:: WHAT IS EXPECTED ::
Retype the passage on encouraging a child with autism to grow, from "#5- By encouraging" to "they will be.".

:: EXCERPT PROVIDED ::
Quite often we have caregivers who are concerned with pushing their child too much, feeling sorry for what they can't do, or showing that they want them to change. I have given lots of thought to this, being an autism mom myself, and it finally came to me this week.
#1- We are not saying that they are not good enough as they are
#2- We do love them unconditionally
#3- They can continually learn more (socially, academically, physically, emotionally, etc)
#4- All caregivers (not just special needs) parent with the intention to help their child learn and grow into each phase of their development.
#5- By encouraging our child to do more, learn more, be more, it doesn't mean we do love them just as they are......we are helping them grow into who they will be.
We seem to get different ends of the rope here at our clinic. There are parents who literally do everything for their child and therefore it comes across as "feeling sorry for them", "not believing that their child can do it", and "sheltering them from the world". This tends to cause the child to stay more isolated in their social skills, limits there physical and self-help skills, and delays in their emotional development. Or we see the other side where parents push so hard, expect more than is capable at the time, or is constantly nagging at what isn't happening. This tends to show us and their child that you "don't think they are good enough", "you don't have a desire to help/teach them", or "you are disappointed in them".

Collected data
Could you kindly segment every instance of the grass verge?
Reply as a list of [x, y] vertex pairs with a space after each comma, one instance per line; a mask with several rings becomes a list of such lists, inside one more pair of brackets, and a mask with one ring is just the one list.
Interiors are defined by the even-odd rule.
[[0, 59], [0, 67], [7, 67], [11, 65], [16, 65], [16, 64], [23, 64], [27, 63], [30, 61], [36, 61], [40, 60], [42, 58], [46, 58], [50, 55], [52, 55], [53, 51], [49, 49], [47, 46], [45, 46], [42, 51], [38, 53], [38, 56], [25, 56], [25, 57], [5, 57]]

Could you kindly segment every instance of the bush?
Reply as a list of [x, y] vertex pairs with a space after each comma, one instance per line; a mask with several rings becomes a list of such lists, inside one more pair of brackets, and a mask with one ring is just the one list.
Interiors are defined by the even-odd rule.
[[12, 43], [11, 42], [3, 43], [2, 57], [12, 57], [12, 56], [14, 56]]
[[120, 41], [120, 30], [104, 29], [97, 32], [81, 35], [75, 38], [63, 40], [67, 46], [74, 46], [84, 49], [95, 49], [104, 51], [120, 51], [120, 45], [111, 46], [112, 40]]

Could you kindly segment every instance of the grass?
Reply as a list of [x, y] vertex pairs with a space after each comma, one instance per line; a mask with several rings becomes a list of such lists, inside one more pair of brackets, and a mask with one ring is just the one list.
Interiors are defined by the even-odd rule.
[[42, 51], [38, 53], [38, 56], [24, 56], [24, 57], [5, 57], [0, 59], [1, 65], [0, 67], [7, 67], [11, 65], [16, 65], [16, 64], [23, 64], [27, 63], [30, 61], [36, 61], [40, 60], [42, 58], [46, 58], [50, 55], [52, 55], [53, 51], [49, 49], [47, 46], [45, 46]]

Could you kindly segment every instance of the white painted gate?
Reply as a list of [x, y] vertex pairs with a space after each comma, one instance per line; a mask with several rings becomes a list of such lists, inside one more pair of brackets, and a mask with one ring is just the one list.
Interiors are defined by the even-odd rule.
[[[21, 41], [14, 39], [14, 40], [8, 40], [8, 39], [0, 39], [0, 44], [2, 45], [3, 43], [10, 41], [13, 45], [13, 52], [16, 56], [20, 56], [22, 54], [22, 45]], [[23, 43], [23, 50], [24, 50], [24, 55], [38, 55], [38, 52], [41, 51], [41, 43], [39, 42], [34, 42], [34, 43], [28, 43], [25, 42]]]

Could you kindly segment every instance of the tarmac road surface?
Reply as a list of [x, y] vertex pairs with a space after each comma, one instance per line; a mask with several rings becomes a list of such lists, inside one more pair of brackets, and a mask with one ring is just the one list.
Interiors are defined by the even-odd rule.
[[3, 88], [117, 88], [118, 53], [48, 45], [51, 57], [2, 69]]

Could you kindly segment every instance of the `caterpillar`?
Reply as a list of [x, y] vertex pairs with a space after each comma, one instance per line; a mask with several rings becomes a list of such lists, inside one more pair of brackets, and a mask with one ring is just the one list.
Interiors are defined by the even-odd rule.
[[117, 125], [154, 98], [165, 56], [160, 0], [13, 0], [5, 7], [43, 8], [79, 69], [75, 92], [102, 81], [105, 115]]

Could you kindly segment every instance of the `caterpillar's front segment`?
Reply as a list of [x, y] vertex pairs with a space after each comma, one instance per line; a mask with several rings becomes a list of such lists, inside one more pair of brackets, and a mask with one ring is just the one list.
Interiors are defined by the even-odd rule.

---

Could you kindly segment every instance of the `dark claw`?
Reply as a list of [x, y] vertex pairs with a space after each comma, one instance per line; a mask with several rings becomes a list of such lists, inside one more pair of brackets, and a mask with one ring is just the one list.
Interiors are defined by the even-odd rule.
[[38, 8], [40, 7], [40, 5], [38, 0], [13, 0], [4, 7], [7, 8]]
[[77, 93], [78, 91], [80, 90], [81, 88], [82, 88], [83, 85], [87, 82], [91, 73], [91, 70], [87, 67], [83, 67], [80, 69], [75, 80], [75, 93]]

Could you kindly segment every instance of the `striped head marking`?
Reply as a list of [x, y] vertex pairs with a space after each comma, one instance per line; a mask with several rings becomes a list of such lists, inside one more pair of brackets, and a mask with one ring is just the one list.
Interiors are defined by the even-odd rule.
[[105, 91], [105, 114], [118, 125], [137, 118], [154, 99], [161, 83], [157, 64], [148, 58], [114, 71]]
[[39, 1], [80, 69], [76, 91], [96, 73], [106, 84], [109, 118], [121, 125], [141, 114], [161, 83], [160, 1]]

:: EXERCISE ANSWER ::
#5- By encouraging our child to do more, learn more, be more, it doesn't mean we do love them just as they are......we are helping them grow into who they will be.